• [Directives]:
[1] In the economic history notes, what is the single most important reason that prosperity spread?
[2] Translate this sentence from the economic history notes into Spanish: "By the end of WW II, the pre-1914 global system had gone to pieces."
[3] Print the economic history notes from "Restructuring a global" to "of postcolonial countries.", keeping every word unchanged.

• [Text excerpt]:
# # #

The spread of modern economic growth

  • Britain’s industrialization spread to other markets by stimulating the demand for exports from Britain’s trading partners, supplying capital to make investments, and by spreading technologies first pioneered in Britain.
  • The confrontation between rich and poor was stark because the gap of wealth also meant the gap of power, and power could be used for exploitation.
  • Imperial powers forced Africans to grow cash crops, imposed taxes, compelled Africans to work in mines and on plantations, commandeered natural resources, and maintained private armies to ensure compliance.

The cascade of technological change

  • Living standards began to rise in many parts of the world, even with the brutality and suffering in places where colonial masters grabbed much of the economic output.
  • The single most important reason why prosperity spread, and why it continues to spread, is the transmission of technologies and the ideas underlying them.

The Great rupture

  • WW I ended the era of European-led globalization. It’s death toll was staggering; it destabilized the Russian czarist regime; created prolonged financial instability in Europe; left a mountain of debt incurred; dismembered the Ottoman and Hapsburg empires; created small, unstable, and feuding successor states; and paved the way for Hitler’s rise to power.
  • The economic instability that followed WW I led to the Great Depression of the 1930s and then to WW II. The Great Depression triggered a calamitous spread of trade protectionism and the rise of Nazism in Germany and military rule in Japan.
  • By the end of WW II, the pre-1914 global system had gone to pieces. The age of European imperialism was coming to an end, although it would take decades and many wars for it to end decisively.
  • Standing on the ruins of WW II, the benefits of a global marketplace – with a global division of labor, a peaceful spread of technology, and open international trade – looked long gone, buried under the rubble of two world wars and a great depression.

Restructuring a global economy

  • Between the end of World War II and the end of the Soviet Union in 1991, Europe, the United States and Japan constructed a new international trading system under U.S. political leadership. The socialist world, forged by Lenin and Stalin, remained cut off economically from the first world until the fall of the Berlin Wall in 1989 and the end of the Soviet Union in 1991. The third world included the rapidly rising numbers of postcolonial countries.

# # #

• [Information shown]:
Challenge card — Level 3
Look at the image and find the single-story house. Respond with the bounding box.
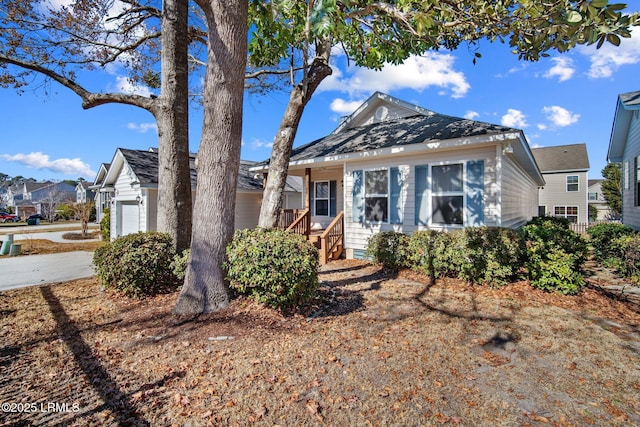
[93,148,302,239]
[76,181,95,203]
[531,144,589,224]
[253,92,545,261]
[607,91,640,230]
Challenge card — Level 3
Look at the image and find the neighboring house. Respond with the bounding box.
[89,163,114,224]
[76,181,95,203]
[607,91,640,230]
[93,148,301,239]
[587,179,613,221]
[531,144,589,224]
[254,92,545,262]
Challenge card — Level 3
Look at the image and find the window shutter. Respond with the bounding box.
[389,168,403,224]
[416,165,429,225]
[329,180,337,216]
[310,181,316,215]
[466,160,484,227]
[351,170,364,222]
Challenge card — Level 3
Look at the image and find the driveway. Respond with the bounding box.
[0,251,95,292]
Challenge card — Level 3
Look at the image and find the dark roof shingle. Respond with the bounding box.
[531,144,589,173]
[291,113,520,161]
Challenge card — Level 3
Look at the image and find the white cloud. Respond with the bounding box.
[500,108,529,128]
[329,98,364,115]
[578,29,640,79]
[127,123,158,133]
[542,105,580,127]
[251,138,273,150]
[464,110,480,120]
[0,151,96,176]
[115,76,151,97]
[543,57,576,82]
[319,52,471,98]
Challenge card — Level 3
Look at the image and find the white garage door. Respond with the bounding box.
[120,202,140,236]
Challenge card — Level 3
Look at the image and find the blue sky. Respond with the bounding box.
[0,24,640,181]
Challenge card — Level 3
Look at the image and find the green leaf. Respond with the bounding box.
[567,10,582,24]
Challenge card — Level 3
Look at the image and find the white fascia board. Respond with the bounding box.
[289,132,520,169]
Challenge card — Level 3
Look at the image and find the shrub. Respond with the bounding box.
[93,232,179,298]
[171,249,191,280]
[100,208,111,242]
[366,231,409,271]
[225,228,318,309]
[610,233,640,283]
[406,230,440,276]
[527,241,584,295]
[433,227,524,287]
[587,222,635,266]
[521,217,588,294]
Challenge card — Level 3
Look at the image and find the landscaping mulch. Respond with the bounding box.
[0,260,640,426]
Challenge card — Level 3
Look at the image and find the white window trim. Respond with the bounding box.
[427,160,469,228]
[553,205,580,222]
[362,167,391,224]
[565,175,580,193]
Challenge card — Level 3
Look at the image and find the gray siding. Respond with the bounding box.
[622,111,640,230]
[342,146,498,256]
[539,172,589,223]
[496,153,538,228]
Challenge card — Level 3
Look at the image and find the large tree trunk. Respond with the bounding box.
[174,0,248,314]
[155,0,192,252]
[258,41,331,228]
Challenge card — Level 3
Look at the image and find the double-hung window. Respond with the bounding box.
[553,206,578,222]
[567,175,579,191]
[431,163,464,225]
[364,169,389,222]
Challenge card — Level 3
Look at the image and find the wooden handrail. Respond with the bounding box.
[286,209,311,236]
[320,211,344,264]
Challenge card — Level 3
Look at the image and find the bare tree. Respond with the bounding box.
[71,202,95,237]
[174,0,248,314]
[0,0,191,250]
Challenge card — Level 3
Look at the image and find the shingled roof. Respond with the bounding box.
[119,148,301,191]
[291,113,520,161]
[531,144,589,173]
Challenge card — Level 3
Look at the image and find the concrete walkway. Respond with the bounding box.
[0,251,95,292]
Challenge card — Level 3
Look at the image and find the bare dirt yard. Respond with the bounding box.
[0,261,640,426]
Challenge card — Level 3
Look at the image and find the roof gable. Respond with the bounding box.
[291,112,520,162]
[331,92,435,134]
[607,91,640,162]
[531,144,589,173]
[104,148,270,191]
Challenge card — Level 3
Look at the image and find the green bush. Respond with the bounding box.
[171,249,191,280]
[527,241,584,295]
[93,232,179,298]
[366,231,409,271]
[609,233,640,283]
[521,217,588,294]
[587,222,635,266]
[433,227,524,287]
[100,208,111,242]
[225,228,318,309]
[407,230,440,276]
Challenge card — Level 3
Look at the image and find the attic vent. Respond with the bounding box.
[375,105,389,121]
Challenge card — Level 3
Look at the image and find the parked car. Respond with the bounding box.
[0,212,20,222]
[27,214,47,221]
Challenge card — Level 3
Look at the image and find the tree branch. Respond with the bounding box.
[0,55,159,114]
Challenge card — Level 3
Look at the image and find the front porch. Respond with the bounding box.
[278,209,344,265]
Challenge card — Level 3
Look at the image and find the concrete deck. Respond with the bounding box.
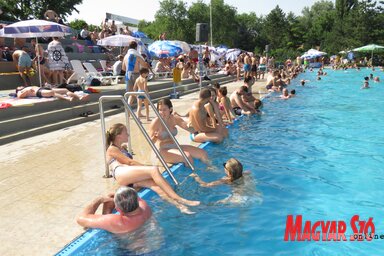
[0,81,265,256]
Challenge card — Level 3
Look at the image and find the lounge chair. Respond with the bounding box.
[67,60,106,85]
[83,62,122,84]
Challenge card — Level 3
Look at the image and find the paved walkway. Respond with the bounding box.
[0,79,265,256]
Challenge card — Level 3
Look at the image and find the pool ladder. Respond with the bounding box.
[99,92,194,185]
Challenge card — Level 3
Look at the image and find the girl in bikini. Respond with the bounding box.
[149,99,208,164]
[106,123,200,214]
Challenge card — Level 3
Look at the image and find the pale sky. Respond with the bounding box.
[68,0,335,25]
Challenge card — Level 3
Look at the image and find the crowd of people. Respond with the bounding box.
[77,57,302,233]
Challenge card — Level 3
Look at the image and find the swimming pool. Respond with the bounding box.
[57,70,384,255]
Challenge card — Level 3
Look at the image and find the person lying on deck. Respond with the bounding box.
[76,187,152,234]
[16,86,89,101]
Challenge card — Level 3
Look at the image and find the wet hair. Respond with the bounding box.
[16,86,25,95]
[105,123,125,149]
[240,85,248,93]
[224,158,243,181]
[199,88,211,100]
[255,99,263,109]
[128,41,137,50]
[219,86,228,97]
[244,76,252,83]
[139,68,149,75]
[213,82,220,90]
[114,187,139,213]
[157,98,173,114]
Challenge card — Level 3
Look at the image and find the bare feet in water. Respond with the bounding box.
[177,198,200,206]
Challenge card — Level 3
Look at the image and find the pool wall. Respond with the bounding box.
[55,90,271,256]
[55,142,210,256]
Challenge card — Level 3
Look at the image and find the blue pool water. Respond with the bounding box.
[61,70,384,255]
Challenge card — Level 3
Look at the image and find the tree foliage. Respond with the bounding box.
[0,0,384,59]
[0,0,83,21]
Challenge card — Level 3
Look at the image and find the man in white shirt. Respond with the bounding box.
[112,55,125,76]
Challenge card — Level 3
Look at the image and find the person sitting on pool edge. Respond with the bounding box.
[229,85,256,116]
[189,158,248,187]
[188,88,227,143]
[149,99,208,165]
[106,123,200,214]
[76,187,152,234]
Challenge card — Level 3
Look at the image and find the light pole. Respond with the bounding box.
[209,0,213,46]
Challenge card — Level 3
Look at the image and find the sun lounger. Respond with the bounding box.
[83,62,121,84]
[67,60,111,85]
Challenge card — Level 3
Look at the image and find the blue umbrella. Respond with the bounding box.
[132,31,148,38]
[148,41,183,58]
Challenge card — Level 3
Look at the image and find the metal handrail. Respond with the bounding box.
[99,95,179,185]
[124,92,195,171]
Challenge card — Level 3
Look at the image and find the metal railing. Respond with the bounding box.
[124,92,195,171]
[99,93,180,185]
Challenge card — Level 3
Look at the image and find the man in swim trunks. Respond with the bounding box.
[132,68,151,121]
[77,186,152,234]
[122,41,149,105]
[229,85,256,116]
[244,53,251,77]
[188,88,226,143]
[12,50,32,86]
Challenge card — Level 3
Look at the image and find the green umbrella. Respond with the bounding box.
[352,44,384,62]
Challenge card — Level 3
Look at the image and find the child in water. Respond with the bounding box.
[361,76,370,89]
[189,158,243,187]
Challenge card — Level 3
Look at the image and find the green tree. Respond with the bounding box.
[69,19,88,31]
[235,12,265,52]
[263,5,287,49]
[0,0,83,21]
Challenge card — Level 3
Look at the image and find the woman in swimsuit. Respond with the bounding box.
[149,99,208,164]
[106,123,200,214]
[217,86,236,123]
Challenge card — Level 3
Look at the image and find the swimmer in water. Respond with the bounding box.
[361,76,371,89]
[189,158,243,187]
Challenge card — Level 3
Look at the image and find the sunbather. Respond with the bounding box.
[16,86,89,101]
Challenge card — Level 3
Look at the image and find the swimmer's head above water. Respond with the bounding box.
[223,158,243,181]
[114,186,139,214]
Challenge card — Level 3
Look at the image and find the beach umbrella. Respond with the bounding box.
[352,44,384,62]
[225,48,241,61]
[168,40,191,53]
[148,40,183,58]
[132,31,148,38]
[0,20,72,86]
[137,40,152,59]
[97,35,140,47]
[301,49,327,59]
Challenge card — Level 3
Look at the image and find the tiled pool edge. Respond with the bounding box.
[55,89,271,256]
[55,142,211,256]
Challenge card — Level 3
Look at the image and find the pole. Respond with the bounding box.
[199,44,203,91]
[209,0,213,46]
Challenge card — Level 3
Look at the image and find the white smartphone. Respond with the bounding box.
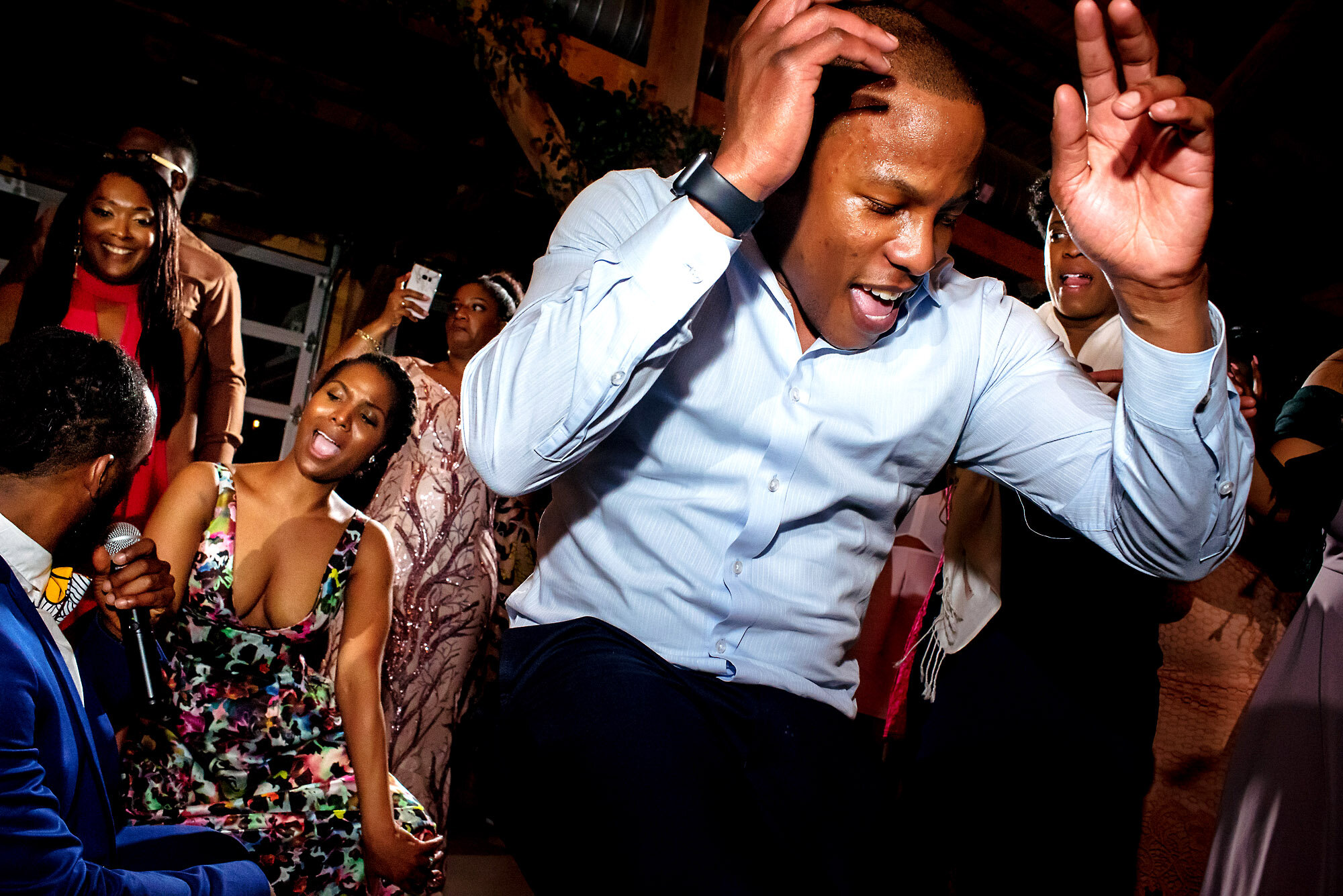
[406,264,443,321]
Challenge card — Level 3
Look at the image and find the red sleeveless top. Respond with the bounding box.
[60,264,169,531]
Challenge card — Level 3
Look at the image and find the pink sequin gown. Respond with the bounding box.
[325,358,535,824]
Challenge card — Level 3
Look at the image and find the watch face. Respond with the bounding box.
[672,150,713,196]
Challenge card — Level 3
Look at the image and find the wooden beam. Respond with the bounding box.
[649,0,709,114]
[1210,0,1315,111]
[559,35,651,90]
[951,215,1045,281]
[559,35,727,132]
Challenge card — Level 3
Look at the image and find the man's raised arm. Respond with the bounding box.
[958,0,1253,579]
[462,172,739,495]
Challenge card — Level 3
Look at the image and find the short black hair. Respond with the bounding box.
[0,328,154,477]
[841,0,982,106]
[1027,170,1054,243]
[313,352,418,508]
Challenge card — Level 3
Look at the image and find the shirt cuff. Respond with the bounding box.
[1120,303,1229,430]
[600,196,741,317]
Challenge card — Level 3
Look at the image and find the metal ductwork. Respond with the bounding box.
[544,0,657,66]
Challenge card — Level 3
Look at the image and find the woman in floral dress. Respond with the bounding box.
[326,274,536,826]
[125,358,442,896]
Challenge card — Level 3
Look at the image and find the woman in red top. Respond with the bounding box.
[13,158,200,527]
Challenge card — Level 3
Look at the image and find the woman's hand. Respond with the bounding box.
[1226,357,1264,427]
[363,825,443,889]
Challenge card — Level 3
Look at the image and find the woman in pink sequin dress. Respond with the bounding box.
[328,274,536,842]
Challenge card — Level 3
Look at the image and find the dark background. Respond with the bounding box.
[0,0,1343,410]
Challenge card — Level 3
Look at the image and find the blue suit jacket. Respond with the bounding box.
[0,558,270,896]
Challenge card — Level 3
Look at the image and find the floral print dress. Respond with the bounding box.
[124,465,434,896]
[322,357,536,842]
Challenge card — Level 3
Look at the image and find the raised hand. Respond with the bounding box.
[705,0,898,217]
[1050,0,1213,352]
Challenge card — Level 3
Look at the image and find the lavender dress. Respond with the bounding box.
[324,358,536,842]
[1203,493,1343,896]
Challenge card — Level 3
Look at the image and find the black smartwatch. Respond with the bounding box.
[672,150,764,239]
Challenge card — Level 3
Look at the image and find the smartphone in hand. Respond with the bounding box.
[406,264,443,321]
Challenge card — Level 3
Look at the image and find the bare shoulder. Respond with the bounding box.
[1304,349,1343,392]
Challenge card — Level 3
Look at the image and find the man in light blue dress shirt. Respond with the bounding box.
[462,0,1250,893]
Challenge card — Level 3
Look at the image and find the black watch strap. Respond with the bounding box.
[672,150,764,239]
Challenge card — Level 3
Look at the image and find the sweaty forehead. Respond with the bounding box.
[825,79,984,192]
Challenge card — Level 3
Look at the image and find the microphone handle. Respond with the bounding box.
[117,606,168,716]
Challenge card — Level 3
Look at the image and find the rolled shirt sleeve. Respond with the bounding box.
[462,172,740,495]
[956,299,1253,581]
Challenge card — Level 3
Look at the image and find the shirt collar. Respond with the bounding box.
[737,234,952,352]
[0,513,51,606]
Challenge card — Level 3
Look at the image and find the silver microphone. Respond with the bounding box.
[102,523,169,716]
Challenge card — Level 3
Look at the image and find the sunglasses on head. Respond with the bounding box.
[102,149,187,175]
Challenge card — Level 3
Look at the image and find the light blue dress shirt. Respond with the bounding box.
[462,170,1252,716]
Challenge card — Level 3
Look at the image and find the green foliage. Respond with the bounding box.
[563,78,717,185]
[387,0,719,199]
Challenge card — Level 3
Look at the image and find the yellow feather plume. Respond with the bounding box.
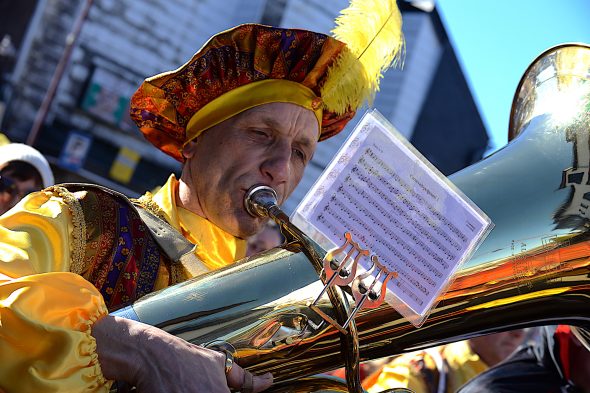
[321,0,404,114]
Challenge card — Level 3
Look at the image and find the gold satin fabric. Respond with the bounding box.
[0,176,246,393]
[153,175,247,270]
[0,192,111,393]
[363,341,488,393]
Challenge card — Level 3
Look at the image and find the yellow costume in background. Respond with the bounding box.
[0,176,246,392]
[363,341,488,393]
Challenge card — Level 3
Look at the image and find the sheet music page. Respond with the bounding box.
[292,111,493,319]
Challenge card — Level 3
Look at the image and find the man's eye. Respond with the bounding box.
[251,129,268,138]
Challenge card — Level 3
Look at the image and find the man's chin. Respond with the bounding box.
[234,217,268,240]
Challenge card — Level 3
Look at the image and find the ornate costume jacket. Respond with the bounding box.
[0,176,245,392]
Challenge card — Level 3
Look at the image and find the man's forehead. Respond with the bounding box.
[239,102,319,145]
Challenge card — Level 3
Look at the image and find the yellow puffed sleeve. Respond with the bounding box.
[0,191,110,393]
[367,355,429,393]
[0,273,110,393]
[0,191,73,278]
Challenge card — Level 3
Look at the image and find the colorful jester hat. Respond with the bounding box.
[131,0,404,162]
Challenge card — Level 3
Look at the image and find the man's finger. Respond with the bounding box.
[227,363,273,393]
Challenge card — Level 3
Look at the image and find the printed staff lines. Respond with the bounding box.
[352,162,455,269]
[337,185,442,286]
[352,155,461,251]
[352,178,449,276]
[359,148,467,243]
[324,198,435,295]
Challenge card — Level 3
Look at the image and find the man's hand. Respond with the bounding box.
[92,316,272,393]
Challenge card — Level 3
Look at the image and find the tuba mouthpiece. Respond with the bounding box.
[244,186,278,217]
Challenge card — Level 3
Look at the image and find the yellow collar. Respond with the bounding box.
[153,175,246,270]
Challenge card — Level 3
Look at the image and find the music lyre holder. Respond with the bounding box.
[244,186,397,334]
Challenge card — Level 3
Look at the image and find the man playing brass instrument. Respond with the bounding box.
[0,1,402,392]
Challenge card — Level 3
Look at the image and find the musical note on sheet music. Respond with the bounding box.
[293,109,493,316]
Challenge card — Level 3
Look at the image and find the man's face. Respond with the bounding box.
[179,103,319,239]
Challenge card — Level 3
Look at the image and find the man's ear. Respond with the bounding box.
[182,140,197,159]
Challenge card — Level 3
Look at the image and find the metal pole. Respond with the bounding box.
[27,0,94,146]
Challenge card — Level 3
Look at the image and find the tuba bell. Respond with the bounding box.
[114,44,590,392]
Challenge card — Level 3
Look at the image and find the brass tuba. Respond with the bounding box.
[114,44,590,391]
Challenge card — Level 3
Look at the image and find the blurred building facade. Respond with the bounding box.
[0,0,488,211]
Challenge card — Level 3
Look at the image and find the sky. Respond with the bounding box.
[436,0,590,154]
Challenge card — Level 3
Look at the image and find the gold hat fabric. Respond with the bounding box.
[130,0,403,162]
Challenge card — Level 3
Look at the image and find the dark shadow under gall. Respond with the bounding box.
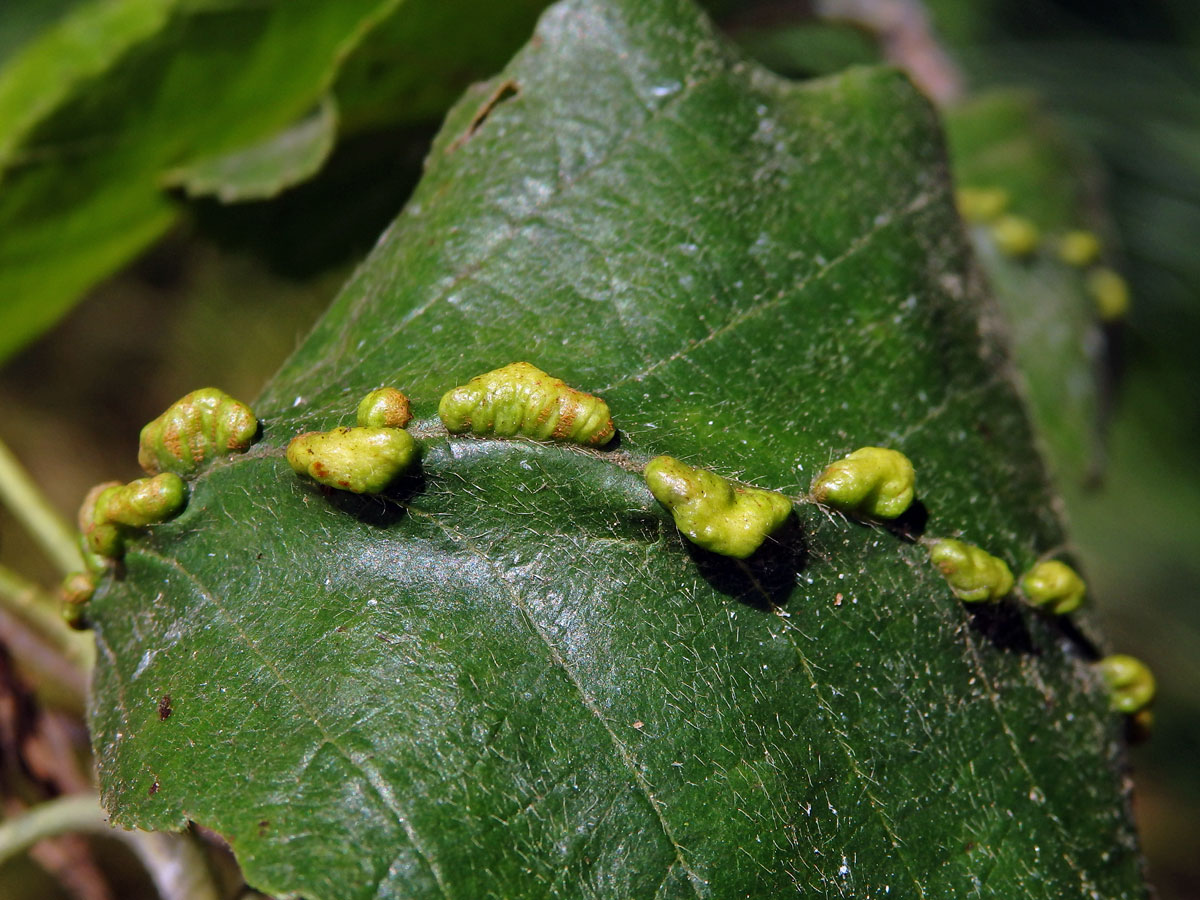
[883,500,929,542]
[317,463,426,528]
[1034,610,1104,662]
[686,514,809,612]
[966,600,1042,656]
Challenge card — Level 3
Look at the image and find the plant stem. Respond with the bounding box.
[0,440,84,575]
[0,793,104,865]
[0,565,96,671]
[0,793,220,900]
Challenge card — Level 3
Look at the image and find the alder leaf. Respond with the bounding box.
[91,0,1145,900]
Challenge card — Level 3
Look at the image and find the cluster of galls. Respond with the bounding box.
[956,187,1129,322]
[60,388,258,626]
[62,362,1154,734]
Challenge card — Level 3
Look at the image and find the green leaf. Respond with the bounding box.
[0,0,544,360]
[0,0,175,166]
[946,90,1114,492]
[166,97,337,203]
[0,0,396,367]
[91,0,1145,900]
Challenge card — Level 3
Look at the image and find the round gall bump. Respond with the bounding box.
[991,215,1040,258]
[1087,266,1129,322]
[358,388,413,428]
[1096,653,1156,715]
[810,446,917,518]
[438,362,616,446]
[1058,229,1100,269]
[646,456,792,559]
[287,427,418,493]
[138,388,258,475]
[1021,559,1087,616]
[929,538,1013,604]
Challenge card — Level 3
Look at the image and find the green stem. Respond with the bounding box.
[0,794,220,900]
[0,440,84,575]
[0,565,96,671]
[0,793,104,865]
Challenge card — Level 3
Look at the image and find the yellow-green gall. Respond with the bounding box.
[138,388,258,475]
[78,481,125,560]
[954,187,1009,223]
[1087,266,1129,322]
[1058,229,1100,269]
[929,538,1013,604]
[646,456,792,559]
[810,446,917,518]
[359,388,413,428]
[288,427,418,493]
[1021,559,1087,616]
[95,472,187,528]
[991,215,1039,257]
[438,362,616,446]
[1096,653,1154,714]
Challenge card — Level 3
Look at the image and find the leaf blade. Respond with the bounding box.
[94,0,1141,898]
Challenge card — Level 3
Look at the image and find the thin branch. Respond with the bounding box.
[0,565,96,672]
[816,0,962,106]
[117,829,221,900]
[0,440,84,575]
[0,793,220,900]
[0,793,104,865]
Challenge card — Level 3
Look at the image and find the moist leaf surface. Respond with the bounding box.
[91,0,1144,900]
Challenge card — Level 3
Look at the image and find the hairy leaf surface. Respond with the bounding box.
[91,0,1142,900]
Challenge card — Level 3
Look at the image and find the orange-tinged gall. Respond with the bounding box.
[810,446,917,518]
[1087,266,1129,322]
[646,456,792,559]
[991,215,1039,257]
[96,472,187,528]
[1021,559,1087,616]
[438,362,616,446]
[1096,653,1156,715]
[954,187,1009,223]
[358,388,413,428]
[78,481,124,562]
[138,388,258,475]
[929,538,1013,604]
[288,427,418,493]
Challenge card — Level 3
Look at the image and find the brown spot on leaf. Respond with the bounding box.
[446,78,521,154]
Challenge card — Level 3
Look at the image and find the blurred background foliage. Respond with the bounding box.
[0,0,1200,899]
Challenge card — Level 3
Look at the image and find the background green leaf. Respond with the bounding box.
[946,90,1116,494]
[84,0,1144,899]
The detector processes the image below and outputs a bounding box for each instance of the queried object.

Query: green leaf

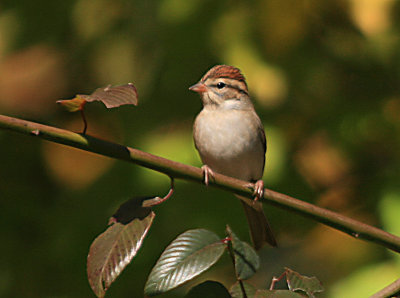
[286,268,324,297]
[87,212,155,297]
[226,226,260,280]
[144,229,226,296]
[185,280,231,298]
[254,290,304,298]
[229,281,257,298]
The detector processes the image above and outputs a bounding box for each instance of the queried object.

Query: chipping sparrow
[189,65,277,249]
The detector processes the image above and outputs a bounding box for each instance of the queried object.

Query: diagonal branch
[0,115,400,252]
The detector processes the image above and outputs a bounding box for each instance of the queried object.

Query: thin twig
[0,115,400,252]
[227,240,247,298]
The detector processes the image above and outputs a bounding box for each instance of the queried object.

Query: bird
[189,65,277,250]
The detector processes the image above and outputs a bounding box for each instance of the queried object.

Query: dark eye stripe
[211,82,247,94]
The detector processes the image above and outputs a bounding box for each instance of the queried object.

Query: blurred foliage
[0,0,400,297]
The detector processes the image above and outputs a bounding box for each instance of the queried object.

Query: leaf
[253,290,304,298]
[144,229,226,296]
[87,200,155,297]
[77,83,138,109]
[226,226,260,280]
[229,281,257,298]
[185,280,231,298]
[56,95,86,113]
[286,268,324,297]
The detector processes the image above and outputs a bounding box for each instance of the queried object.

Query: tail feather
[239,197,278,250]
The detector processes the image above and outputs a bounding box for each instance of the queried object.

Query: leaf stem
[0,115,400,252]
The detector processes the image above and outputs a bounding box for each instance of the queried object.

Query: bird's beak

# # #

• [List of solutions]:
[1] The transmission of technologies and the ideas underlying them.

[2] Para el final de la Segunda Guerra Mundial, el sistema global anterior a 1914 se había hecho pedazos.

[3]
Restructuring a global economy

  • Between the end of World War II and the end of the Soviet Union in 1991, Europe, the United States and Japan constructed a new international trading system under U.S. political leadership. The socialist world, forged by Lenin and Stalin, remained cut off economically from the first world until the fall of the Berlin Wall in 1989 and the end of the Soviet Union in 1991. The third world included the rapidly rising numbers of postcolonial countries.